=== Data shown ===

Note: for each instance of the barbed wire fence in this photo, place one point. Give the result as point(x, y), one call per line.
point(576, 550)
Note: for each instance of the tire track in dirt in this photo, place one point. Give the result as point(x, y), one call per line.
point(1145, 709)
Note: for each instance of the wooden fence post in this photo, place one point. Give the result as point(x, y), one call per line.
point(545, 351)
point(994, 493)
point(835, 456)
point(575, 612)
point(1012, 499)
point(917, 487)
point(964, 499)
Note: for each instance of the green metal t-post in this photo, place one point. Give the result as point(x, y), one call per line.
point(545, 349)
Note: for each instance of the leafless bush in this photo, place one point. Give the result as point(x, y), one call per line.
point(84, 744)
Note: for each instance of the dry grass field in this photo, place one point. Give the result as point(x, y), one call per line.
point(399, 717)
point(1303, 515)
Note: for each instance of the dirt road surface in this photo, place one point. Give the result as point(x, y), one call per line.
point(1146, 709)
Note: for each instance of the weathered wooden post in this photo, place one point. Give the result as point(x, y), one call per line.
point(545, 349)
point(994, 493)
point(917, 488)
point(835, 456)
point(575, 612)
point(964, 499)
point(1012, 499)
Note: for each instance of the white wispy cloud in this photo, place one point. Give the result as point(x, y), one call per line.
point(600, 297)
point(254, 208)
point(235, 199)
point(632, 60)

===

**What you have to do:** Print the line containing "Note: for each instance of the weathered", then every line after it through the last line of the records, each exactly as written; nothing else belongs in the answer.

**Solution to this problem:**
Note: for each instance of the weathered wooden post in this photo, place one point. Give the result as point(x, y), one call per line.
point(545, 349)
point(994, 493)
point(917, 488)
point(835, 456)
point(575, 612)
point(964, 499)
point(1012, 499)
Note: for each instance of the white wispy cloud in this photo, place one point. Give the result as point(x, y), one call per line.
point(600, 297)
point(254, 208)
point(235, 199)
point(632, 60)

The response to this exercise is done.